→ **GIVEN EXERCISE**: Edit the driveway plowing thread below: copy it starting at the words "This will eliminate" and stopping after "store more snow.", with "turnaround" swapped for "turnout".

──────── DOCUMENT EXTRACT

# How would you plow this driveway? Personal driveway noob



## b16bri (Sep 24, 2013)

Hey guys I've been on here for a while reading and learning, someday i'de like to plow for profession/money. However I just picked up my first light duty plow and I'm not sure what the best way to plow my driveway would be. I've never plowed before, and I won't be doing this for business purposes just my personal driveway. I'll post pictures of my driveway but from what I can see there are two ways of doing it just not sure what's best. 1) should I have the truck pulled in facing the garage door, than back-drag half of the driveway and than push everything onto the grass in the turn around area? Than back up the driveway into the street and plow the top half into the same turn around area? Or 2)Should I have the plow face the street, and plow straight out and pile the snow at the top of the driveway on the sides by the mailbox and on the right side?


----------



## gtmustang00 (Feb 23, 2010)

Push left. Go up to garage doors and backdrag far enough, then push that snow left. Shovel in front of garage doors so it's clean, then bill $55 every time you show up!


----------



## Mr.Markus (Jan 7, 2010)

Compass please...i wouldnt quote you based on how you and your wife park...one hates the other


----------



## BossPlow2010 (Sep 29, 2010)

Drop as soon as you get in, push everything to where that ranger is, backdrag garage, plush left, get sidewalk leave.
If you backdrag first, you need to drive over everything twice, packing the snow down more.


----------



## b16bri (Sep 24, 2013)

Thanks to everybody who replied, however again it’s my driveway so most of the time the truck and plow will already be the driveway prior to the storm so I won’t be pulling in. For example the truck will be parked in the driveway it snows overnight in the morning before work I plow the driveway and than go off to work. So at night should I park the truck at the top of the driveway and in the morning walk threw the driveway get in the truck and than plow down. Or should I park it closer to the garage. Hopefully that’s not really confusing.


----------



## Snowsled (Dec 22, 2018)

Back drag from the garage, turn truck around and plow out. Don't worry about driving over the snow, it will plow back up... If your rig is short enough just push the turn around with a couple swipes after the main section is plowed out.


----------



## Luther (Oct 31, 2007)

Snowsled said:


> Back drag from the garage, turn truck around and plow out. Don't worry about driving over the snow, it will plow back up... If your rig is short enough just push the turn around with a couple swipes after the main section is plowed out.


Other than not worrying about driving over the snow, don't do this. Never stack at the entry by the street if you have options, nor do you push your driveway snow across the street. You keep it all on your property. Basically do what Bossplow suggested.


----------



## Hydromaster (Jun 11, 2018)

Back up as close to the gerage door as you can get and park the truck there.
This will eliminate a lot of back dragging in front of the gerage door.

While it is illegal in most areas to push snow across the street in rural areas it’s very common practice .

While snacking snow right at the entryway to the drive isn’t the best idea Try 30 feet down or pushing it a good truck length back when you start out will illuminate the excess at the entryway. 

Try finding an area like, at the end of a turnaround on open area in the trees to push a couple of piles and have an area to store more snow.

────────────────
──────── INFORMATION SUPPLIED

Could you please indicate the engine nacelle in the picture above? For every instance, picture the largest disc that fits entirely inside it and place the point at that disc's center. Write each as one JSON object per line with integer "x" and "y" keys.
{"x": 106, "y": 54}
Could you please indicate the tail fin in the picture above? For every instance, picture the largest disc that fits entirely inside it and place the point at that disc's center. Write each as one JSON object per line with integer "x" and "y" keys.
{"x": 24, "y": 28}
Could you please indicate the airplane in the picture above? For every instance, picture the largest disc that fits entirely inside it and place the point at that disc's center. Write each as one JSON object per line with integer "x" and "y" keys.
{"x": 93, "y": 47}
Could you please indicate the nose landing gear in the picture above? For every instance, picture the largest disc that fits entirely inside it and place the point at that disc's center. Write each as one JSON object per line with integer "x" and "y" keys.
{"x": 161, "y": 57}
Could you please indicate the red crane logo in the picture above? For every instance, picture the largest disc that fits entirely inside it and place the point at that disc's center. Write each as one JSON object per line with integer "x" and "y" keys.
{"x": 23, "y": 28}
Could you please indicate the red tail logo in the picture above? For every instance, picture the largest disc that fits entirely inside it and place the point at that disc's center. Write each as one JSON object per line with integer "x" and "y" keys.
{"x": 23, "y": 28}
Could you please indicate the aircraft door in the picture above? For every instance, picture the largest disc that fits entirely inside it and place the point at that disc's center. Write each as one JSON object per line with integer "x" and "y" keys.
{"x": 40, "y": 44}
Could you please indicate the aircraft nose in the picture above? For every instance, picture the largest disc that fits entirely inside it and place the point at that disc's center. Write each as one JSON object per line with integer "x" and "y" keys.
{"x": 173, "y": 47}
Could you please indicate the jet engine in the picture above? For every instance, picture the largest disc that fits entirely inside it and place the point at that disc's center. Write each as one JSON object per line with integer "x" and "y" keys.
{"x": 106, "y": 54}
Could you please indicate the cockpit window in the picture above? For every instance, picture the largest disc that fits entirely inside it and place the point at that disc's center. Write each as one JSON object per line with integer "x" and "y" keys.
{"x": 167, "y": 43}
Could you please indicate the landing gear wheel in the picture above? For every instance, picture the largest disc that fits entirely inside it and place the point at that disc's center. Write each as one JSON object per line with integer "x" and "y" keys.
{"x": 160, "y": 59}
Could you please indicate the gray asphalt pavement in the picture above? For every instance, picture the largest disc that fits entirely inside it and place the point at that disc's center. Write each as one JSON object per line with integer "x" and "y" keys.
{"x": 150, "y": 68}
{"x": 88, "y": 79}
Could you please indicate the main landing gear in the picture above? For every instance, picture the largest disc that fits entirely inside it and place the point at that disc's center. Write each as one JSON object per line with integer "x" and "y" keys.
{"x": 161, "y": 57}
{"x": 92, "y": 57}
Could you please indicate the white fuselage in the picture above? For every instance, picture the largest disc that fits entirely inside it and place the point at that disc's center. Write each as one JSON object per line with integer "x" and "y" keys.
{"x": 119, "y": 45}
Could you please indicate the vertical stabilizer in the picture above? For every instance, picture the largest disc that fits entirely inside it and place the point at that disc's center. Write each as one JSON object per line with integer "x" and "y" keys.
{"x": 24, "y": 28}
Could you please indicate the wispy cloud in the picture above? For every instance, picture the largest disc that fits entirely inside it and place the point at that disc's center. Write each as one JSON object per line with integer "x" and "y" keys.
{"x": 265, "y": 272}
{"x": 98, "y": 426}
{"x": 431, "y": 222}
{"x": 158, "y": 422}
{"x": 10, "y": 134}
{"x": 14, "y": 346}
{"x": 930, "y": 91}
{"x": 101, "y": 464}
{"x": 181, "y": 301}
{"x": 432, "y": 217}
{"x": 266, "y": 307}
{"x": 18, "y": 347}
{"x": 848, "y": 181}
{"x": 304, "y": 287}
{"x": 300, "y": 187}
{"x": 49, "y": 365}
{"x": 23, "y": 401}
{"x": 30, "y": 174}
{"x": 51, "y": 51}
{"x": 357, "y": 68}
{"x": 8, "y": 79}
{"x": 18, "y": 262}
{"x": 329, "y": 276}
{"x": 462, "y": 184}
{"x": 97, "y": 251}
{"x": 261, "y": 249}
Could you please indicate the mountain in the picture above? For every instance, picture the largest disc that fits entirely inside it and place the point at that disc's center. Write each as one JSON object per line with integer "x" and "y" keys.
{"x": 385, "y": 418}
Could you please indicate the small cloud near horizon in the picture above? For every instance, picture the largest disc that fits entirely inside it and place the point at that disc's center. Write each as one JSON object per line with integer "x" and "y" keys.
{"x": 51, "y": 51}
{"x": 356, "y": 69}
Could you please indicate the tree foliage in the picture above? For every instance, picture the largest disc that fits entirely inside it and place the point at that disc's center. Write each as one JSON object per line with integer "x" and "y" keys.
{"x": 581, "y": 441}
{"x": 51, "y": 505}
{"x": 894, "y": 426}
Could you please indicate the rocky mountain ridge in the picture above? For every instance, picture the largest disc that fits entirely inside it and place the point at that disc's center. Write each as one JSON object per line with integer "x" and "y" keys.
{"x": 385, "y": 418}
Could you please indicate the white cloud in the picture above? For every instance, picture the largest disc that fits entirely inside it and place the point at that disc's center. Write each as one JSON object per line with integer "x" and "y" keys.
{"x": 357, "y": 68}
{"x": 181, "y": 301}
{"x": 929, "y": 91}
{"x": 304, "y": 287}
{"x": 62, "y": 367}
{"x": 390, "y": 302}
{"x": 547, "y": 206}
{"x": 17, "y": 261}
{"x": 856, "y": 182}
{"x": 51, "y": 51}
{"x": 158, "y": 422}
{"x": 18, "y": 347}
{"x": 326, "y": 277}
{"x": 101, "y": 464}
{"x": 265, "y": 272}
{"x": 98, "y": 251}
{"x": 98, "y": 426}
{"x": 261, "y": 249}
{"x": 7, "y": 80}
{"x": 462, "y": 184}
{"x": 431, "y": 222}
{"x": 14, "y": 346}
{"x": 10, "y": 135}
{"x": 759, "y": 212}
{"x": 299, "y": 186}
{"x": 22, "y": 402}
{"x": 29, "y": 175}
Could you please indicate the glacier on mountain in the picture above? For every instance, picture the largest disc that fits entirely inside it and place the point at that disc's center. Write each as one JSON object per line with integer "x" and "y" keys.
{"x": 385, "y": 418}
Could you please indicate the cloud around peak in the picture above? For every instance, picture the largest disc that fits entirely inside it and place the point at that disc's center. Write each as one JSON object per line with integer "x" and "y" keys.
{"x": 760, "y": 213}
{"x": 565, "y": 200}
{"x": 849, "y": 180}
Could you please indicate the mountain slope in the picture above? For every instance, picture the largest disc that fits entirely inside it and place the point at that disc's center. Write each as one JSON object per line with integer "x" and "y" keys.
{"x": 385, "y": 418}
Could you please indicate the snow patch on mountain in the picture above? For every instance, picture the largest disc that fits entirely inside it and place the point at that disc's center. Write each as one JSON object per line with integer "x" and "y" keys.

────────────────

→ **SOLUTION**:
This will eliminate a lot of back dragging in front of the gerage door.

While it is illegal in most areas to push snow across the street in rural areas it’s very common practice .

While snacking snow right at the entryway to the drive isn’t the best idea Try 30 feet down or pushing it a good truck length back when you start out will illuminate the excess at the entryway. 

Try finding an area like, at the end of a turnout on open area in the trees to push a couple of piles and have an area to store more snow.